## TO DO
**a)** In the biography of Mario Mauro, shorten the paragraph that begins "Mauro began his career" into a bulleted list that keeps its main facts.
**b)** Pick up the biography of Mario Mauro where it stops, and write the next part.

## SOURCE DOCUMENT
══════════

Mario Mauro (born 24 July 1961) is an Italian politician and a university teacher of history. He is the former Minister of Defense, having served in the Letta Cabinet from 2013 to 2014. From 1999 to 2013, he was a member of the European Parliament, and he is a member of the Italian movement Communion and Liberation.

Early life and education
Mauro was born in San Giovanni Rotondo on 24 July 1961. He studied literature and philosophy at the Università Cattolica del Sacro Cuore (UCSC) in Milan and received a degree in 1985.

Career
Mauro began his career as teacher in southern Italy after graduation and until 1999, he continued to serve as a teacher and established the Public Social Services University Research Centre. He was first elected to the European Parliament in 1999 with the PPE-DE group. From 1999 to 2004, he was vice president of the education and culture commission. On 2 July 2004, he was elected one of the 14 vice presidents of the parliament. His tenure as vice president lasted until 2009. In June 2009, he was elected again to the parliament. He assumed the post of the leader of the Italian center-right MEPs for the period of 2009–2013.

══════════

## GIVEN RECORDS
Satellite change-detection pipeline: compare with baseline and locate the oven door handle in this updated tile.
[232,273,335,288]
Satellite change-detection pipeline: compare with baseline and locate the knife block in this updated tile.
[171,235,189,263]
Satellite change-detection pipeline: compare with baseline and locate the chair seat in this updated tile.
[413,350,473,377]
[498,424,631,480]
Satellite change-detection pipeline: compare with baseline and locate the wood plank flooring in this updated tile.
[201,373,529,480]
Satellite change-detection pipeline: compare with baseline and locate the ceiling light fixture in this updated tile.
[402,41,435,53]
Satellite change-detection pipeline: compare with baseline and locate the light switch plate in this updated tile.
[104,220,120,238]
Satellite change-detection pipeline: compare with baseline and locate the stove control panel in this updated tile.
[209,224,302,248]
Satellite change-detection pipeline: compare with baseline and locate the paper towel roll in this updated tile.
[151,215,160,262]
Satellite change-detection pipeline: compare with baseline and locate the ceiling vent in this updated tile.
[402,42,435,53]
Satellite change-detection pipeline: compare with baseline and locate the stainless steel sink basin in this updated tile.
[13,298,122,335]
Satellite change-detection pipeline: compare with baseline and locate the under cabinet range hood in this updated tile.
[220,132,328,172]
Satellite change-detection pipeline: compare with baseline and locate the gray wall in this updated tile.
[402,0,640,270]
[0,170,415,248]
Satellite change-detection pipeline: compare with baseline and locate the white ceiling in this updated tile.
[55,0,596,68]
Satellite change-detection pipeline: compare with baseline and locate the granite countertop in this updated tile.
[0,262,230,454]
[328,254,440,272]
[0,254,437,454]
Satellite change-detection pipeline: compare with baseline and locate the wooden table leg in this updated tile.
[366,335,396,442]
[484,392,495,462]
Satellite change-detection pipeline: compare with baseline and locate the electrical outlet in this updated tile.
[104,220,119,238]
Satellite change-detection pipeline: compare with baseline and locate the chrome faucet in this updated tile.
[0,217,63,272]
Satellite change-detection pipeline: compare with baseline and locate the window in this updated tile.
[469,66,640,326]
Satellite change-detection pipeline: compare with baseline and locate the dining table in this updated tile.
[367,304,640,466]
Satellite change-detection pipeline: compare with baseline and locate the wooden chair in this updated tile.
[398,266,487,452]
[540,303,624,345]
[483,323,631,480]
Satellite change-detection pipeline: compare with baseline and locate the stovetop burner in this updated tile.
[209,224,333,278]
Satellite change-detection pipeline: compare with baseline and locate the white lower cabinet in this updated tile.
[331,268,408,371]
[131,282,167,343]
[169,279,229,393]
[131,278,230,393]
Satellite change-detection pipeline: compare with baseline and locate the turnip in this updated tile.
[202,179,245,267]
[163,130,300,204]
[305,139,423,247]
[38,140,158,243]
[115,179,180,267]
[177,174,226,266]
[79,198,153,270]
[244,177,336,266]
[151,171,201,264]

══════════

## OUTPUTS FOR THE TASKS
**a)**
- Taught in southern Italy from his graduation until 1999 and set up the Public Social Services University Research Centre
- First elected to the European Parliament in 1999 with the PPE-DE group
- Vice president of the education and culture commission, 1999–2004
- One of the parliament's 14 vice presidents, from 2 July 2004 until 2009
- Re-elected to the parliament in June 2009
- Leader of the Italian center-right MEPs, 2009–2013

**b)**
In addition to his position as European Parliamentary, he held the following positions: representative of the Organization for Security and Cooperation in Europe (OSCE) against racism, xenophobia, and discrimination, concerning discrimination against Christians from 2009 to 2011, and adjunct professor at the European University of Rome from 2007 to 2009.

In 2013, Mauro resigned from Il Popolo della Libertà and joined Civic Choice (SC). He was elected senator on With Monti for Italy's lists, a coalition between Civic Choice, Union of the Centre and Future and Freedom. He was elected the leader of the SC parliamentary group in the Senate. He was replaced in the European Parliament by Susy De Martini.

On 28 April 2013, Mauro was sworn in as defense minister in the grand coalition cabinet of Enrico Letta. After internal rifts inside the Civic Choice party, Mauro left it in November 2013 and launched the new Populars for Italy.

Personal life
Mauro is married to Giovanna; they have two children, Francesca Romana and Angelo.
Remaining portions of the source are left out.